Raw data: Begin

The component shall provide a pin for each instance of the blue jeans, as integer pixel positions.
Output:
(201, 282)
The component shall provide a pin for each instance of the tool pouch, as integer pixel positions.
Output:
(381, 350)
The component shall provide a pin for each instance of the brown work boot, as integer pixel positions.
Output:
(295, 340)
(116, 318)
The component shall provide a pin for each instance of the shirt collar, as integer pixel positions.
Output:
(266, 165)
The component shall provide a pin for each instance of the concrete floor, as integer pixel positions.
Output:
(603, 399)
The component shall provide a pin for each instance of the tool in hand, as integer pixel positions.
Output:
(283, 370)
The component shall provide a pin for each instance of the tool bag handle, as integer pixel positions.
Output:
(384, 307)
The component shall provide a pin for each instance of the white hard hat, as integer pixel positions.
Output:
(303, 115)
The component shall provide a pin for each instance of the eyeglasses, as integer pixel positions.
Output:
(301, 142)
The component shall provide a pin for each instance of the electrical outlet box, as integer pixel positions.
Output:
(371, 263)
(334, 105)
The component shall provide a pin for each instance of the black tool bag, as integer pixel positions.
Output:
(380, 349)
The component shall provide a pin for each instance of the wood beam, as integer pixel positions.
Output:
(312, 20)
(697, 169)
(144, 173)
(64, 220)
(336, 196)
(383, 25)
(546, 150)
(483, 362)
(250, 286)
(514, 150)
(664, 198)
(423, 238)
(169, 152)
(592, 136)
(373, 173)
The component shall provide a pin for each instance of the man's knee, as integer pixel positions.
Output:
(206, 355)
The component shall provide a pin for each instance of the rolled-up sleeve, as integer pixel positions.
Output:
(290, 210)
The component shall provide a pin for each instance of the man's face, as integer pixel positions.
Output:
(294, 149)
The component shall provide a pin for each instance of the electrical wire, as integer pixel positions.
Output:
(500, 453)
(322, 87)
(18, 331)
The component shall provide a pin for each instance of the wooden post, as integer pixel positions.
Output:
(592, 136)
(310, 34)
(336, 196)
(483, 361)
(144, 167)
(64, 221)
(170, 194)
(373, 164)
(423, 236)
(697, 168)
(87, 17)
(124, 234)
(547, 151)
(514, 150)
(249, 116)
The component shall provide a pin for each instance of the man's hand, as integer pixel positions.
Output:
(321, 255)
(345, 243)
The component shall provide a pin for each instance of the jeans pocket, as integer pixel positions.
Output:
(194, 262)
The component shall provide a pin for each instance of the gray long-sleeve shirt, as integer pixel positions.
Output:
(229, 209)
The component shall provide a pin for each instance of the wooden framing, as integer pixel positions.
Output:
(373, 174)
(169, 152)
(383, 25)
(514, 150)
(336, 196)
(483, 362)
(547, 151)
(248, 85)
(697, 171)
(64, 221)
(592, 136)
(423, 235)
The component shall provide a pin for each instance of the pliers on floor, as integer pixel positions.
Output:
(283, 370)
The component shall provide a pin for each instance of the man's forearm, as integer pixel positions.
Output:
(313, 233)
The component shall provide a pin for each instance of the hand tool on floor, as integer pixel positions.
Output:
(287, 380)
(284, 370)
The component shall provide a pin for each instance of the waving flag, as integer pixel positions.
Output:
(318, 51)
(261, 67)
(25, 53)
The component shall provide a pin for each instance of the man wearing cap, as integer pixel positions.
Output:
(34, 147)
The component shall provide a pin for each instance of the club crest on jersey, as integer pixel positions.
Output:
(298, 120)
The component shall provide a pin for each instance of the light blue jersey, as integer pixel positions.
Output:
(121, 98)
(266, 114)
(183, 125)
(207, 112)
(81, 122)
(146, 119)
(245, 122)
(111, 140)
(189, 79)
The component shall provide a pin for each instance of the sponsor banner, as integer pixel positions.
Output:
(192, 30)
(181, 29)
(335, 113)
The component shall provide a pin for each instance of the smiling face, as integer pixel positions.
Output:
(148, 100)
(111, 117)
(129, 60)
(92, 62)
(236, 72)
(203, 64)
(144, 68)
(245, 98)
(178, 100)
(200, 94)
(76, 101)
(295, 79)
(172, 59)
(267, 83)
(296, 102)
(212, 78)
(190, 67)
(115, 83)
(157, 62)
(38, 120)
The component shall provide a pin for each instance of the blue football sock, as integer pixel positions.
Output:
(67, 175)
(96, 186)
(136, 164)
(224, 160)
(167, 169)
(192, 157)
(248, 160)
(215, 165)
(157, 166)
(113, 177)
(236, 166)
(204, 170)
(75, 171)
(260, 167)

Raw data: End

Task statement: Copy every line above in which the string "electrical" shows up.

Answer to the exercise:
The component shall provide a pin for each instance of the electrical outlet box, as integer pixel positions.
The component shall provide a pin for each instance of the electrical wire, as integer pixel positions.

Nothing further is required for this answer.